## Begin

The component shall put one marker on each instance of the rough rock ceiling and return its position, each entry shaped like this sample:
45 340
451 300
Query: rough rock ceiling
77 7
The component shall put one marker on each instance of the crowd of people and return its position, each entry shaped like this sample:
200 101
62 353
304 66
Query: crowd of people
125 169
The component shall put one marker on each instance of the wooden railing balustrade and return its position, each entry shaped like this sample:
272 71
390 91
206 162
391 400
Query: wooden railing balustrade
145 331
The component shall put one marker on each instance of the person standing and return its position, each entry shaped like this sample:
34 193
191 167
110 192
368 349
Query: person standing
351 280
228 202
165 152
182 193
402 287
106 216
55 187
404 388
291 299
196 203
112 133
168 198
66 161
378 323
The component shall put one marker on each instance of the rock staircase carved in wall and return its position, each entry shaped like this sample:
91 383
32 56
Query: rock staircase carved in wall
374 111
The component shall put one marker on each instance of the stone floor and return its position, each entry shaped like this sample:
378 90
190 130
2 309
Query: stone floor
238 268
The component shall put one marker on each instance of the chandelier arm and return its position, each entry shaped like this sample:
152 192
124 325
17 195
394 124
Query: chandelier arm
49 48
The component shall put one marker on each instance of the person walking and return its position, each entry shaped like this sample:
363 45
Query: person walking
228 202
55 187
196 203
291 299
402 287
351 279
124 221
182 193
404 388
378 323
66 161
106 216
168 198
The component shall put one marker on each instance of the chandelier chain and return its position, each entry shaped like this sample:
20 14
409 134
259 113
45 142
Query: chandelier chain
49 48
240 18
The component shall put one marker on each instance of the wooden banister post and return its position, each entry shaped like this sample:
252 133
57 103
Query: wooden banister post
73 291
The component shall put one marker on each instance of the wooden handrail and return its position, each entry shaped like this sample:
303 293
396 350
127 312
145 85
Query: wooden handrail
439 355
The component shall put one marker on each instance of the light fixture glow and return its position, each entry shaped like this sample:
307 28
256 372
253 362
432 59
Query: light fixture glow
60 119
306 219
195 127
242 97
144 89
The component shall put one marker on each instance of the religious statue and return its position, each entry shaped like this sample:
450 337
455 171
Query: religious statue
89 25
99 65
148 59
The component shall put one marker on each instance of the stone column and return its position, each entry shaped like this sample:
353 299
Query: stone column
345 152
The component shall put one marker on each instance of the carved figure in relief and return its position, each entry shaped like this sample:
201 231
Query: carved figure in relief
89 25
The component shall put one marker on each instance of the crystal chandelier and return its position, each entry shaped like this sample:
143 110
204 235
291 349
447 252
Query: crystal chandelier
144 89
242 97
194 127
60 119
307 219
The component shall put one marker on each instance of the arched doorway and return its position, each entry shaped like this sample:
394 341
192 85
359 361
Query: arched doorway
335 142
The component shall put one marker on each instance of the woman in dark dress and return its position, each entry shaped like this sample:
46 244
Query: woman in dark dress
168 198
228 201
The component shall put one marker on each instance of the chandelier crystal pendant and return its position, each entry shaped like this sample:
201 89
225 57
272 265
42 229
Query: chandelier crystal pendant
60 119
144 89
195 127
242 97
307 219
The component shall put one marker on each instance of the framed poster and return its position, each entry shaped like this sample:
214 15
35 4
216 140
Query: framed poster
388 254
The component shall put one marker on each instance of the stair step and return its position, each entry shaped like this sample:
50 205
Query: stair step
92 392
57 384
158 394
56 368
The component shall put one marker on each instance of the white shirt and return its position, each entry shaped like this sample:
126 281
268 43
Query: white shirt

## End

Please give every line of the listing above again, substituting "system" for "component" and leaving everything else unchanged.

> **Full solution**
The system shall put one marker on each instance of the rough rock ceiling and return its position, each entry shaped like this sample:
45 340
451 300
Query: rough rock ceiling
77 7
The system shall put one marker on each instance of the crowd of people and return its position, each entry shaped like this sample:
200 101
62 353
304 66
Query: crowd of people
125 169
The system shall put one marker on each instance of the wooden railing balustrade and return its position, each entry shaped like this sample:
272 71
390 91
206 162
391 400
Query: wooden railing balustrade
145 331
The system shall put one marker on each instance of the person standing and return its position, each entry shaped like this sample:
34 193
191 167
110 192
368 349
Query: person standing
351 280
228 202
165 152
182 193
402 287
106 216
55 187
404 388
291 299
196 203
112 133
168 198
66 161
378 323
The system shall put one marker on each instance of the rock staircase carved in wall and return its position, each entry shaped like this sample:
91 383
32 56
Query: rock staircase carved in wall
374 111
The system shall put one marker on each instance of the stone floor and return its position, each entry shaped like this sample:
378 90
190 130
2 309
Query: stone floor
238 268
The system shall put one marker on each instance of the chandelier arm and return its position, each entry shaped like this sample:
152 192
124 325
17 195
394 124
Query: chandelier arm
49 48
The system shall put one marker on each instance of the person walking and return its position, each entry shaped like this sample:
363 45
Query: person walking
228 202
55 187
196 203
291 299
402 287
351 279
124 221
182 193
404 388
378 323
66 161
106 216
168 198
The system shall put one marker on each instance of the chandelier chain and return its position, each entry shaped like this sample:
20 14
409 134
259 113
45 142
Query: chandelier chain
49 48
240 18
The system shall put one marker on each instance of the wooden banister post and return its position, each entry shaped like this sample:
252 133
57 103
Query: wooden banister post
73 291
The system shall put one marker on each instance of the wooden handrail and return its position, each entry shaped like this sample:
303 293
396 350
127 312
145 85
Query: wooden handrail
439 355
The system shall put one marker on each instance of the light fixture glow and return its position, each entry shaped like this sample:
307 28
256 372
253 362
432 59
Query: light fixture glow
60 119
306 219
195 127
242 97
144 89
The system shall put one marker on each instance of the religious statue and return its position, each entry shaped like this sample:
450 337
455 171
Query: religious statue
89 25
99 65
148 59
The system shall put one marker on each instance of the stone column and return its position, each entry shaped like this sample:
353 299
Query: stone column
345 152
The system shall put one marker on each instance of the carved figure in relief and return its position, each entry shaped like this sample:
201 231
Query: carved figure in relief
89 25
The system shall put one marker on each instance of the crystal chandelier and return its position, each entry shaped like this sample:
143 110
204 235
291 349
447 252
Query: crystal chandelier
144 89
242 97
194 127
60 119
307 219
The system shall put one marker on each instance of the arched doorway and return its position, each entry shaped like this sample:
394 341
192 85
359 361
Query: arched doorway
335 142
The system shall put one marker on each instance of the woman in dark dress and return its position, each entry shaped like this sample:
46 244
Query: woman in dark dress
168 198
228 201
The system shall put one marker on each instance of the chandelier crystal pendant and return its position, each entry shaped like this sample:
201 89
225 57
272 265
42 229
Query: chandelier crystal pendant
60 119
144 89
195 127
242 97
307 219
The system shall put one marker on each instance of the framed poster and return its position, each entry shaped like this sample:
214 15
35 4
216 140
Query: framed poster
388 254
The system shall put one marker on each instance of the stair step and return its position, each entry shaped like this sample:
50 205
Query: stair step
92 392
57 384
158 394
56 368
The system shall put one marker on each instance of the white shirt and return its position, each entry shaped like this sample:
126 281
268 43
Query: white shirt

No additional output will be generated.